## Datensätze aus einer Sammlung
────────────────────────────────────────

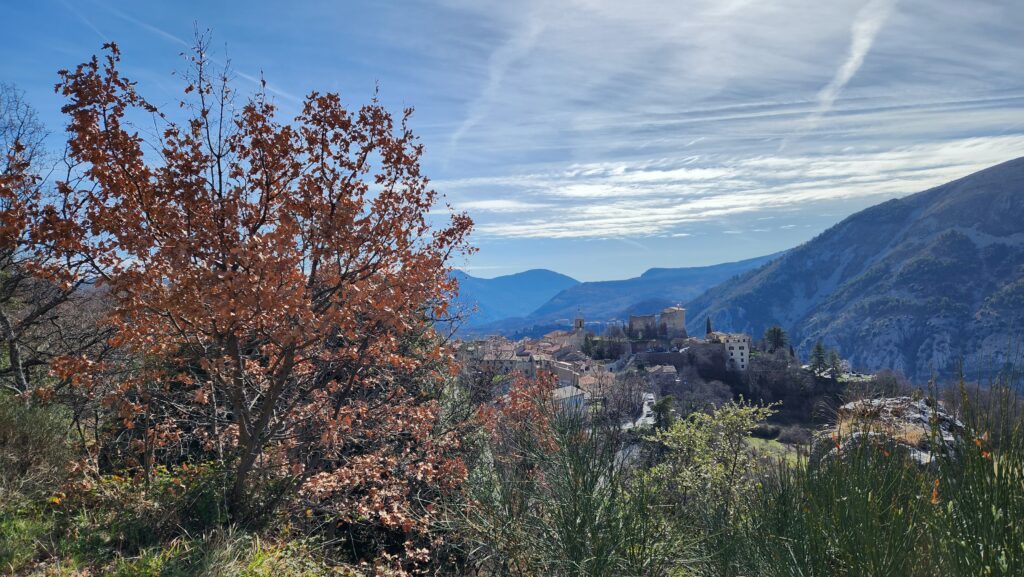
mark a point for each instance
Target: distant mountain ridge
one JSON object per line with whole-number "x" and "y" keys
{"x": 913, "y": 284}
{"x": 651, "y": 291}
{"x": 509, "y": 295}
{"x": 606, "y": 300}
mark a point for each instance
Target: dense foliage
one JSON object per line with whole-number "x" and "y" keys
{"x": 220, "y": 358}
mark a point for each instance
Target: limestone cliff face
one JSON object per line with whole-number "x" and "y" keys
{"x": 914, "y": 284}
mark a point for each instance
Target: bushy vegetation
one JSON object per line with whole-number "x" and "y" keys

────────────────────────────────────────

## Aufgabenstellung
Schreibe die gesamte Auflistung neu und ersetze darin "mark a point for each instance" durch "place one point on every instance", ohne sonst etwas zu ändern. Die Bilder lässt du in der Antwort weg.

## Erwartete Ausgabe
place one point on every instance
Target: distant mountain ridge
one JSON object per line with whole-number "x" and "y" keys
{"x": 913, "y": 284}
{"x": 651, "y": 291}
{"x": 509, "y": 295}
{"x": 606, "y": 300}
place one point on every instance
Target: dense foliage
one JSON object per line with whole-number "x" and "y" keys
{"x": 220, "y": 358}
place one point on every instance
Target: limestone cliff face
one JSON object per line with whole-number "x" and "y" keys
{"x": 914, "y": 284}
place one point on every instance
Target: bushy vegetation
one JSON object per line with whole-number "x" and "y" keys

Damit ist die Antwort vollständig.